COMPITI DA SVOLGERE –
[a] Riassumi in due frasi l'intervista sul futuro.
[b] Prosegui l'intervista sul futuro a partire dall'ultima frase riportata.

ESTRATTO DEL TESTO –

L’accettazione del futuro si basa sulla fiducia?

Sì, io la vedrei così. Perché qual è il punto di riferimento per il futuro? Non c’è una realtà che possiamo osservare, e in una società dinamica non possiamo rispondere alle aspettative future guardando soltanto alle esperienze passate. Il futuro consiste fondamentalmente in proiezioni. E quando le si presenta ad altri bisogna guadagnarsi la fiducia dell’interlocutore, altrimenti le proiezioni non avranno credito e tanto meno efficacia. Lo stesso vale per le aziende: è fondamentale creare fiducia nelle idee che sviluppano.

 

E lei, personalmente, ha fiducia nel futuro? Lo guarda con ottimismo o piuttosto con preoccupazione?

Sotto alcuni punti di vista, guardo al futuro con preoccupazione per quanto concerne lo sviluppo sostenibile e i cambiamenti climatici. I dati non mi tranquillizzano. Ho imparato a pensare in modo complesso in molti settori. Forse esistono innovazioni interessanti anche per venire a capo dei cambiamenti climatici, eppure mi chiedo non solo quali saranno gli effetti di queste innovazioni, ma anche le conseguenze di tali conseguenze. Solo allora si notano rischi e pericoli che mi rendono scettico, anche riguardo ai cambiamenti mossi da buone intenzioni. Ovviamente, molto è possibile con la tecnologia moderna: pensiamo soltanto ai mutamenti legati alle fonti di energia rinnovabile o alle nuove forme di mobilità. Tuttavia, il cambiamento è una sfida globale e da tale punto di vista non siamo sulla via di una società sostenibile, neanche con i nuovi sistemi di trazione – perlomeno non se ora quattro miliardi di persone volessero guidare un veicolo del genere. Ma questo scetticismo forse è dovuto alla mia età.

VOCI FORNITE –
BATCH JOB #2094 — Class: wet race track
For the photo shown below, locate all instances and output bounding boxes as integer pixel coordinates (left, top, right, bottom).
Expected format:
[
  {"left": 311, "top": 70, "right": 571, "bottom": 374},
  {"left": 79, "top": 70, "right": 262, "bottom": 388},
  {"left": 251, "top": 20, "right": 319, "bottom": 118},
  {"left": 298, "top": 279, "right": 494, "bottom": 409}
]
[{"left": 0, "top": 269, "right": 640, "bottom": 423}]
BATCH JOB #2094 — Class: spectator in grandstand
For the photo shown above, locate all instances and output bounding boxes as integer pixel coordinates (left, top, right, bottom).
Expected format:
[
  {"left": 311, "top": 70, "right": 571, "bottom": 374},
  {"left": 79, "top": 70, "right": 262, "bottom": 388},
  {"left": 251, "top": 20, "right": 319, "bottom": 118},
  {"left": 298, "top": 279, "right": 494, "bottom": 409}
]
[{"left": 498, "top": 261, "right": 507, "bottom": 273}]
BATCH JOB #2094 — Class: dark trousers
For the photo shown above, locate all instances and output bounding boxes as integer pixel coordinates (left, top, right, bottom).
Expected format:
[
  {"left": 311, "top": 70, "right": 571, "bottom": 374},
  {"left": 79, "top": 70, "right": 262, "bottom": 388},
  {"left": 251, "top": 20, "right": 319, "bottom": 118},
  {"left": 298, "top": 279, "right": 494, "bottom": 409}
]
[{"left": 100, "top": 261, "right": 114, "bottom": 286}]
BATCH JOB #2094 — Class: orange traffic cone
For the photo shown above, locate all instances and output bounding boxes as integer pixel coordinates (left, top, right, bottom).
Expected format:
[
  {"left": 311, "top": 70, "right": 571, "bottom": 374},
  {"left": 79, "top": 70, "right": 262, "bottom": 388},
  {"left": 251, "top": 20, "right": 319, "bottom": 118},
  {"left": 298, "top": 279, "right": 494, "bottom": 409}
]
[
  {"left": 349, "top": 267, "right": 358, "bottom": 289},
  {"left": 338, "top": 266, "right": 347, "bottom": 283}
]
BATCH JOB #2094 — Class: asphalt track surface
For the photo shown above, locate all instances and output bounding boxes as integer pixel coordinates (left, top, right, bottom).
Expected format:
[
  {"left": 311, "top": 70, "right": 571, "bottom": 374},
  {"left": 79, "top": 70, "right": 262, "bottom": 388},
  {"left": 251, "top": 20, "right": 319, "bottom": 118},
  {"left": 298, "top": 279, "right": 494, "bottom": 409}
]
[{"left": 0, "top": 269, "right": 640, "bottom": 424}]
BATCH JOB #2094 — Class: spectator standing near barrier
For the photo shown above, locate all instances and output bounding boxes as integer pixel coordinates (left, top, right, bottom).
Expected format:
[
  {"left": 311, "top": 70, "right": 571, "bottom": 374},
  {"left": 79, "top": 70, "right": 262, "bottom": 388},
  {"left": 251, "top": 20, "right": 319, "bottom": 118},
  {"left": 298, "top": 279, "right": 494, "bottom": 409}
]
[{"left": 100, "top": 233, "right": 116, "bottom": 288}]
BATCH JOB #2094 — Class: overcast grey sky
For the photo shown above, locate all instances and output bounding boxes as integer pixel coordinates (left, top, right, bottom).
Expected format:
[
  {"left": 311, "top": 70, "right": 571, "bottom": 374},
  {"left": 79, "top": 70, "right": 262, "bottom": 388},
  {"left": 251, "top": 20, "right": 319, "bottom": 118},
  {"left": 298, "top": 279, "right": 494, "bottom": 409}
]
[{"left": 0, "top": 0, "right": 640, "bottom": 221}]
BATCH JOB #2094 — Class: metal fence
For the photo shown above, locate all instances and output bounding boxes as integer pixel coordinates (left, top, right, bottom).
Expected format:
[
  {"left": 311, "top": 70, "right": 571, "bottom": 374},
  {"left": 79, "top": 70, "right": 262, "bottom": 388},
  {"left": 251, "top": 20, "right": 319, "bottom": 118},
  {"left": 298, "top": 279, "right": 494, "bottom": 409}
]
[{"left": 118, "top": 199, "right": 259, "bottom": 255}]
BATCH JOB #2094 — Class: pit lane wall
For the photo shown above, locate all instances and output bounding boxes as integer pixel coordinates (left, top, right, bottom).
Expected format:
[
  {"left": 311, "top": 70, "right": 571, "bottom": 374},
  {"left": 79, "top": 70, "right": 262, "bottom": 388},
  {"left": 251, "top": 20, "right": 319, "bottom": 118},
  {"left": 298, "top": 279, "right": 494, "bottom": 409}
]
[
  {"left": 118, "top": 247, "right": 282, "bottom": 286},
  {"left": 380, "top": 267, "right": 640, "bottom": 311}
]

SOLUZIONI DELL'ESERCIZIO –
[a] Secondo la persona intervistata, il futuro consiste in proiezioni che, per avere credito ed efficacia, richiedono di guadagnarsi la fiducia dell'interlocutore, e lo stesso vale per le aziende con le proprie idee. Riguardo allo sviluppo sostenibile e ai cambiamenti climatici guarda però al futuro con preoccupazione ed esprime scetticismo, perché il cambiamento è una sfida globale e nemmeno i nuovi sistemi di trazione ci mettono sulla via di una società sostenibile.

[b]
 

La propria esperienza di vita si riflette nella propria visione del futuro. Ma le giovani generazioni possono affrontare il futuro con maggiore libertà.

Assolutamente. I vecchi saggi hanno trovato una soluzione quasi per tutto, e le giovani generazioni dovrebbero solo accettarle. In ogni caso, ai giovani consiglio: non seguite sempre la strada tracciata, cercate le risposte ai grandi problemi del vostro tempo, secondo il motto "se quella che voi avete concepito deve essere la soluzione, allora rivoglio indietro il problema". Meglio che ci riflettano ancora una volta e sviluppino innovazioni che altri, nel loro tempo, non potevano ancora vedere. I giovani dovrebbero avere la loro opportunità di avanzare idee creative, senza ripercorrere le orme di chi li ha preceduti.